*Passage*

________________________

I wish you well in your endeavors as a professional and blog writer. Be prepared for criticism, dissent, and sometimes frank trolling that is beyond harsh and inappropriate. But, you moderate, and do it wisely and responsibly. You are completely correct, we can move on and not read your opinions. But, maybe sometimes others will be empowered and impressed, while some will just shrug and say, whatever.

Been writing for over 5 years, and frankly, those who hate me seem to want to note it over and over if given the chance. Hence the beauty of moderation…

Again, thank you for the respect to print my earlier comment at least.

Sincerely,

Joel Hassman, MD

 

but then last night there were an alleged two more comments that would not appear, but then I get this personal email from John Grohol this afternoon who, well, I will print it and risk his wrath as a betrayal of alleged confidentiality?:

Hi Joel,

Thanks for your comments on the “Giving birth to your best friend” article on Psych Central’s World of Psychology blog.
As you know, we abide by and ask that our commenters abide by a set of blog moderation guidelines for discussions. That means you should refer not to an author or their experience or credentials, but to the topic at hand. It’s not enough to just say, “Well based upon my 25 years of experience, I disagree.” You’re entitled to your opinion, but not to publish said opinion if it attempts to tarnish another person by calling them “unprofessional,” appealing to authority as an argument, or by suggesting that they are making it their own “negative experience.” 
We do not share email addresses with other commenters, nor does a blog author have access to a person’s email address who comments on their blog.
We’re a wide-ranging platform that is tolerant of all views, no matter how much we may disagree with them. We hope you understand the line between ad hominem attacks against a contributor, and thoughtful discussion about a given topic. Usually you are pretty good with this, but this time around, I’m sorry to say we had to remove these comments as violating our blog moderation guidelines.
Please let me know if I can be of any further assistance, and I thank you in advance for your cooperation in this matter.
Best,
John

And then, I go to the site to see what he did about her comment or if he added an addendum to the discussion, but, lo and behold my second comment was GONE.  Well, until I have started this post, and it is now magically back, along with others since added.

________________________

*Source information*
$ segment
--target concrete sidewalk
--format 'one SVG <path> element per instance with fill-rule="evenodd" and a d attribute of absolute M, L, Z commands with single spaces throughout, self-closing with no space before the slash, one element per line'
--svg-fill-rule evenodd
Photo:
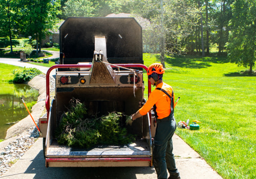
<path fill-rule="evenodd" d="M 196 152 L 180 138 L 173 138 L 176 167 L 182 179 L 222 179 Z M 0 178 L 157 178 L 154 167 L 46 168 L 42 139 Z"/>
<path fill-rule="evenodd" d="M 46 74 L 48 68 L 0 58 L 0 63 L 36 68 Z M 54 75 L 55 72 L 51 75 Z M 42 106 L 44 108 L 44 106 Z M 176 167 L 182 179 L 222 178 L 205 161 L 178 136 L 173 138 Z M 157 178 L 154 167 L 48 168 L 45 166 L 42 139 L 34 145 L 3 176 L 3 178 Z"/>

________________________

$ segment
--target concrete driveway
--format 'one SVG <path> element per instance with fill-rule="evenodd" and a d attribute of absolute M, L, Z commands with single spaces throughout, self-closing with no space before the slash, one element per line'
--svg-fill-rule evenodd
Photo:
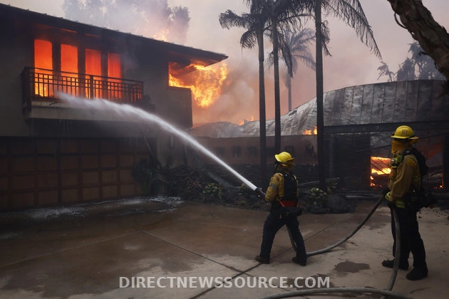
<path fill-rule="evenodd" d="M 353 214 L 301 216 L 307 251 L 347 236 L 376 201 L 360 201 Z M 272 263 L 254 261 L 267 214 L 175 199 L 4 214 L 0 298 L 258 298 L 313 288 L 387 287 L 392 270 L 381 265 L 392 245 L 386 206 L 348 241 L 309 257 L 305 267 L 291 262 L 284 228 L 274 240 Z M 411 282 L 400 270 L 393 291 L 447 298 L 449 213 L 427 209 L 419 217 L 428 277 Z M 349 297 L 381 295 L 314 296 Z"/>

________________________

*Exercise details*
Copy the part of the blog comment that begins with "I wish you well" and ends after "comment at least.". Swap "criticism" for "scrutiny".

*Your solution*
I wish you well in your endeavors as a professional and blog writer. Be prepared for scrutiny, dissent, and sometimes frank trolling that is beyond harsh and inappropriate. But, you moderate, and do it wisely and responsibly. You are completely correct, we can move on and not read your opinions. But, maybe sometimes others will be empowered and impressed, while some will just shrug and say, whatever.

Been writing for over 5 years, and frankly, those who hate me seem to want to note it over and over if given the chance. Hence the beauty of moderation…

Again, thank you for the respect to print my earlier comment at least.